=== DOCUMENT EXTRACT ===
•••
1. A method for changing the speed of an encoded audio signal, said method comprising:
receiving the encoded audio signal;
retrieving frames from the encoded audio signal;
transforming the frames of the audio signal into a frequency domain, wherein each of said frames are associated with a plurality of initial phases, and a corresponding plurality of ending phases; and
replacing the initial phases of at least one of the frames with the ending phases of another frame.
2. The method of claim 1, wherein retrieving frames further comprises:
repeating some of the frames, wherein a desired playback speed is slower than a speed associated with the encoded audio signal; and
skipping some of the frames, wherein a desired playback speed is faster than the speed associated with the encoded audio signal.
3. The method according to claim 1 wherein the encoded original audio signal is encoded in the frequency domain using one of a plurality of encoding schemes, the method further comprising frequency-domain decoding of the encoded original audio signal.
•••
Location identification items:
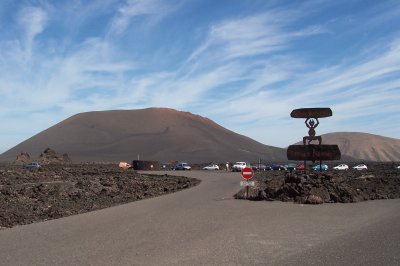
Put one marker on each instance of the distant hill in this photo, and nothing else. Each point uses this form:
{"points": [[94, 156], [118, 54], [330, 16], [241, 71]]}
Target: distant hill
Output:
{"points": [[364, 146], [151, 134]]}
•••
=== EXERCISE REQUIREMENTS ===
**a)** According to the claims on changing audio playback speed, what replaces the initial phases of at least one of the frames?
**b)** Report how many lines of the records contain the word "hill", giving only the number.

=== COMPLETED EXERCISE ===
**a)** The ending phases of another frame.

**b)** 2